Presidente do órgão escolheu ex-assessor de ruralista e “especialista em antropologia” para o grupo de trabalho que trabalha em região do São Francisco cogitada pelo governo para abrigar complexo nuclear
Por Rafael Oliveira, em Agência Pública
No último dia 30 de outubro, o presidente da Fundação Nacional do Índio (Funai), Marcelo Augusto Xavier da Silva, substituiu os integrantes de dois grupos de trabalho responsáveis por realizar a identificação de terras indígenas em Pernambuco. No lugar de antropólogos com extensa qualificação e experiência na região, Xavier escolheu profissionais afinados com sua gestão mas sem os requisitos necessários, de acordo com Ricardo Verdum, vice-coordenador da Comissão de Assuntos Indígenas da ABA. “Essas pessoas têm um curso de formação, que é montado, inclusive, para subsidiar a elaboração do que a gente chama de contra-laudos. Ou seja, na prática, para defender os interesses de pessoas que se sentem incomodadas com a demarcação de terras indígenas. Do ponto de vista da associação, mais técnico, eles não são antropólogos”, afirmou Verdum em entrevista à Agência Pública.
Mudanças recentes na Funai corroboram o que diz o representante da Aba. No Grupo de Trabalho Tuxi, criado em 15 de agosto para identificar o território do povo Tuxi, na região do rio São Francisco, próximo de onde será construído um complexo nuclear, a coordenação foi trocada. A antropóloga Vânia Fialho, doutora em sociologia pela Universidade Federal de Pernambuco (UFPE), que era a coordenadora, e seu colega de GT, Ugo Maia Andrade, doutor em antropologia pela Universidade de São Paulo (USP), foram substituídos pelos engenheiros agrônomos João Pinto Rosa e Juliana de Aguiar Lengruber além de Cláudio Eduardo Badaró, formado em filosofia pela Pontifícia Universidade Católica de Campinas com especialização em antropologia na Universidade Sagrado Coração em 2008.

#### [Exercícios a realizar]
1. Segundo a reportagem sobre a Funai, quem era a coordenadora do Grupo de Trabalho Tuxi antes da troca?
2. Retome a reportagem sobre a Funai e dê continuidade a ela logo após a última frase.
Os registros não entram nesta parte.

#### [Registros de identificação de locais]
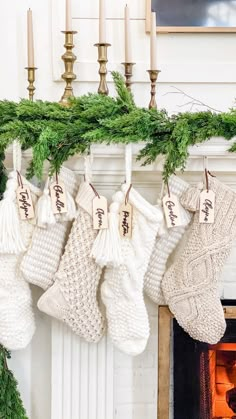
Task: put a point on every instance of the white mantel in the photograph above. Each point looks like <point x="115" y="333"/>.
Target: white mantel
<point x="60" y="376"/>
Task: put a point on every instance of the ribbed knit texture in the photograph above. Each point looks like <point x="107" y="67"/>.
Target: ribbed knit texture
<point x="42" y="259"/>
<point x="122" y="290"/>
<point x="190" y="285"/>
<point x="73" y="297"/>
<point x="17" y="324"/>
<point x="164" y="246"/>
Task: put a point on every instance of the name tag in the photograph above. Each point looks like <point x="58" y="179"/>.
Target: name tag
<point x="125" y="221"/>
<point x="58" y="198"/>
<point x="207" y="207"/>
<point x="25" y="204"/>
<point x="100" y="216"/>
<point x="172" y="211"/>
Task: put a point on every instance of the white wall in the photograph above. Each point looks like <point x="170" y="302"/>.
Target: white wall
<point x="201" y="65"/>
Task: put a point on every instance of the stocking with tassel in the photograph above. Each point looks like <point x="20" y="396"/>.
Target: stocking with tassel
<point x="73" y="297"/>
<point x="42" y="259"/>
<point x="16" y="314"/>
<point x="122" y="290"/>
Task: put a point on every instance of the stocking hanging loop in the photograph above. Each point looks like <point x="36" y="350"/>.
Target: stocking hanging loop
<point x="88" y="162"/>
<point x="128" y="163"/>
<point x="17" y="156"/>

#### [Respostas em ordem]
1. A antropóloga Vânia Fialho.

2.
Rosa e Lengruber também substituíram outros profissionais do Grupo de Trabalho Serrote dos Campos, dedicado a identificar o território do povo Pankará. Também faz parte desse GT o engenheiro agrônomo Joany Marcelo Arantes. Segundo o Cimi, ele foi assessor parlamentar do falecido deputado federal Homero Pereira (PSD-MT), que presidiu a Frente Parlamentar Agropecuária. Arantes também fez especialização em antropologia na Universidade Sagrado Coração em 2010, sendo orientado por Claudio Eduardo Badaró.
Localizada em Bauru, no interior de São Paulo, a Universidade Sagrado Coração é mantida pelo Instituto das Apóstolas do Sagrado Coração de Jesus (IASCJ). O curso de especialização em antropologia e patrimônio cultural, oferecido por 5 mil reais pela instituição, tem periodicidade quinzenal e sete professores no corpo docente; nenhum deles possui graduação em Ciências Sociais, tampouco mestrado ou doutorado em Antropologia.
A Associação Brasileira de Antropologia (ABA) divulgou em 4 de novembro uma nota denunciando que “pessoas sem a mínima qualificação e legitimidade, inclusive sem amparo legal, estão sendo nomeadas na Fundação Nacional do Índio (Funai) para coordenar e realizar estudos de identificação e delimitação de Terras Indígenas”. Para Verdum, quem vai arcar com o prejuízo são os indígenas. “Já existe uma orientação geral desse governo que é não delimitar, demarcar, não reconhecer nenhum território indígena ou quilombola. Se esses grupos forem a campo, o que pode acontecer é de eles considerarem que aquelas pessoas não são indígenas, não têm direito à terra”, explica.
Como a informação de que antropólogos foram substituídos por pessoas de confiança do presidente da Funai chegou à associação?
A Vânia Fialho, uma antropóloga da UFPE e que era integrante de um dos grupos técnicos que realizaria uma identificação de uma terra indígena nas proximidades do rio São Francisco, recebeu um comunicado da Funai dizendo que o grupo de trabalho que ela estava coordenando havia sido cancelado. Já tinha saído a portaria, já tinha um cronograma, e ela estava esperando o contato da Funai para implementação, os recursos para deslocamento e para parte operacional do trabalho, quando recebeu o comunicado. Depois ela ficou sabendo que haviam contratado pessoas que estão lá na Funai e têm um curso de aperfeiçoamento em antropologia feito na Universidade Sagrado Coração. Quer dizer, eles não são antropólogas, pelo menos do ponto de vista da associação.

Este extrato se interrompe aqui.